Region labeling entries:
• • • • •

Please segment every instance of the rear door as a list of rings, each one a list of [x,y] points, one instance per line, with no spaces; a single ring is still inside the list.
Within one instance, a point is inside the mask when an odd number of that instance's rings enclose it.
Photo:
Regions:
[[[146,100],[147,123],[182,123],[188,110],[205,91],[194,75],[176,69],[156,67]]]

• • • • •

**DO THIS**
Rescale the records by repeating every line, requests included, with each x and y coordinate in the answers multiplied by 0.75 and rounded to a whole number, halves rounded up.

**OUTPUT**
Please segment every instance of the rear door as a list of rings, each one a list of [x,y] points, one instance per line, with no spaces; a single ring is still inside the list.
Within one instance, a point is inside the mask when an odd number of that instance's rings enclose it.
Photo:
Regions:
[[[110,75],[110,92],[137,92],[141,83],[154,68],[146,56],[132,52],[117,50]]]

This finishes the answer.